- COMPLETE THE FOLLOWING
(A) According to the passage on natural gas marketing risks, where are the properties that are to be developed with U.S. practices and technology located?
(B) Continue the passage on natural gas marketing risks after its final sentence.

- TEXT PASSAGE
Our ability to market our natural gas will depend substantially on the availability and capacity of gathering systems, pipelines and processing facilities owned and operated by third parties not within our control. Our failure to obtain such services on acceptable terms could materially harm our business. The success of our business plan depends on importing and implementing U.S. practices and technology for use in the development of our properties in the Northern Territory. The delivery of the further drilling rigs may be delayed or canceled, and we may not be able to gain continued access to suitable rigs in the future. We may be required to shut in natural gas wells because of the absence of a market or because access to pipelines, gathering systems or processing facilities may be limited or unavailable. If that were to occur, then we would be unable to realize revenue from those wells until arrangements were made to deliver the production to market, which could cause significant delays to the phases of our business plan and have a material adverse effect on our results of operations and financial condition.

- GIVEN RECORDS
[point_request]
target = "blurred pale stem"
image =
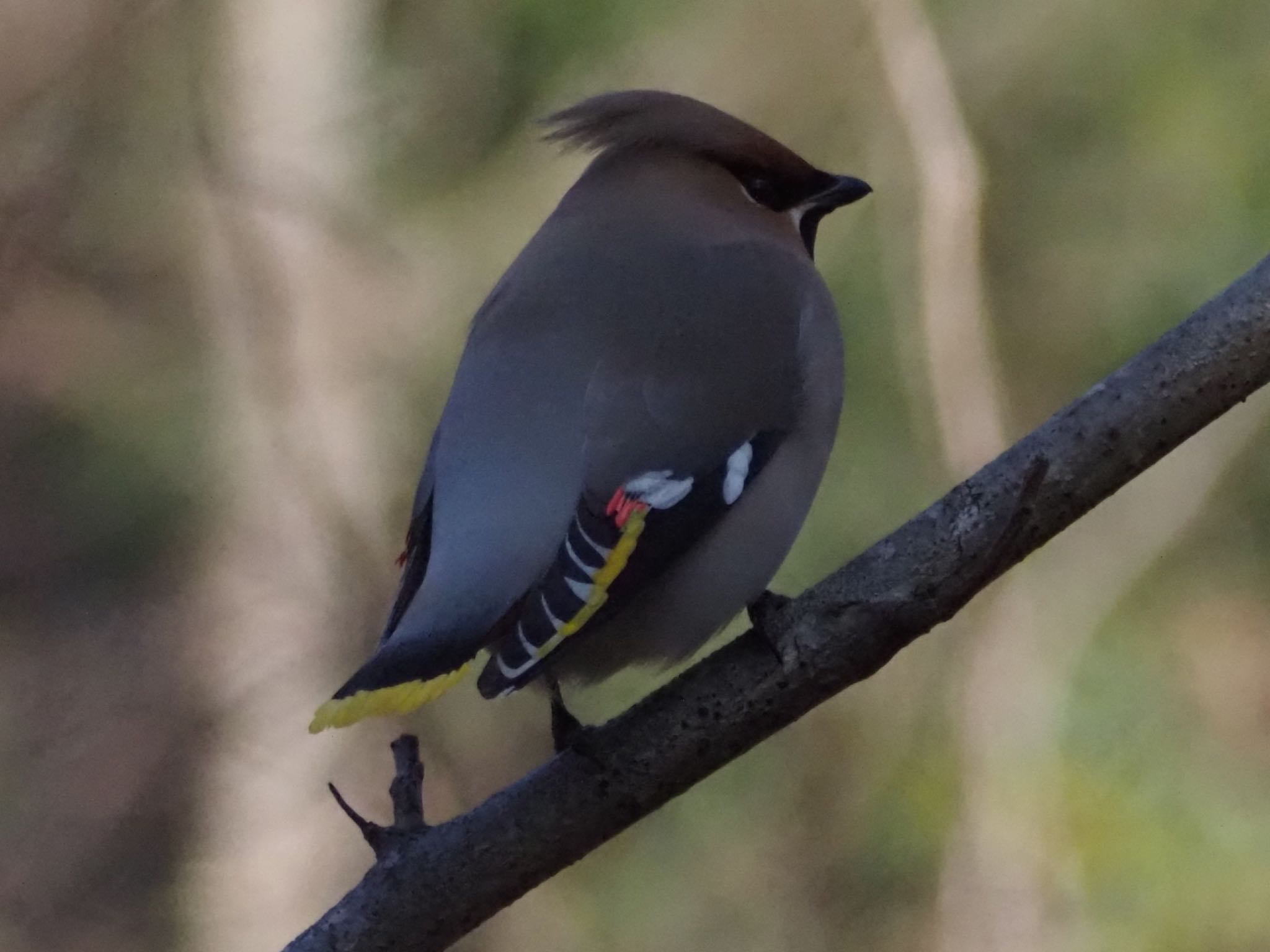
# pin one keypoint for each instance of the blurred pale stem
(280, 293)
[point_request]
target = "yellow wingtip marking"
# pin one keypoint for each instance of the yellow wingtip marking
(383, 702)
(610, 570)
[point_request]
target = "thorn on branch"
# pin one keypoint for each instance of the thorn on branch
(407, 794)
(998, 557)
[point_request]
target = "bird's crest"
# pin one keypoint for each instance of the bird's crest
(648, 118)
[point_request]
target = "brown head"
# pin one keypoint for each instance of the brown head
(771, 174)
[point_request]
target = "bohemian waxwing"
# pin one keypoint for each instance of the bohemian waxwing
(641, 418)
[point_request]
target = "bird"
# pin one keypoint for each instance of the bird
(642, 415)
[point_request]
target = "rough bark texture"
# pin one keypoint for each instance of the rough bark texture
(435, 885)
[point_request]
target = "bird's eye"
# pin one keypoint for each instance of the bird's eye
(760, 188)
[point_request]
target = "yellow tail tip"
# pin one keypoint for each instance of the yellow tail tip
(384, 702)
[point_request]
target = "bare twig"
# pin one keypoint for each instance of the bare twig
(407, 792)
(441, 885)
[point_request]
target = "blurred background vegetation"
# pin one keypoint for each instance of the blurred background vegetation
(239, 245)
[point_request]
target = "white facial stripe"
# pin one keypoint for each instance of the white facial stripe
(738, 471)
(590, 571)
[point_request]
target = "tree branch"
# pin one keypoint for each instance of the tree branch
(437, 884)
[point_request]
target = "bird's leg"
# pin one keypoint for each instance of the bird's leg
(566, 729)
(760, 612)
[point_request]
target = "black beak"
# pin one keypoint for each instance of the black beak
(843, 191)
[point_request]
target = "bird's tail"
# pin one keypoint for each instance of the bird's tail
(379, 690)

- ANSWERS PROVIDED
(A) In the Northern Territory.

(B)
In the Beetaloo, as our development is in its preliminary stage, we have no binding agreements for the gathering and processing of our potential future production. As a result, our business plan is dependent on third parties to develop the infrastructure for our natural gas gathering needs. Capital constraints could limit the construction of new pipelines and gathering systems. Until this new capacity is available, we may experience delays in producing and selling our natural gas. In such an event, we might have to shut in our wells while awaiting a pipeline connection or additional capacity, which would adversely affect our results of operations. Even when available, the ultimate costs of gathering and transportation systems may prevent some of our properties from being economically viable.
A portion of our natural gas production may be interrupted, or shut in, from time to time for numerous reasons, including weather conditions, accidents, loss of pipeline or gathering system access, field labor issues or strikes, or we might voluntarily curtail production in response to market conditions. If a substantial amount of our production is interrupted at the same time, it could materially adversely affect our cash flow.
Drilling, completions, workover and hydraulic fracturing operations are operationally complex activities which present certain risks that could adversely affect our business, financial condition or results of operations.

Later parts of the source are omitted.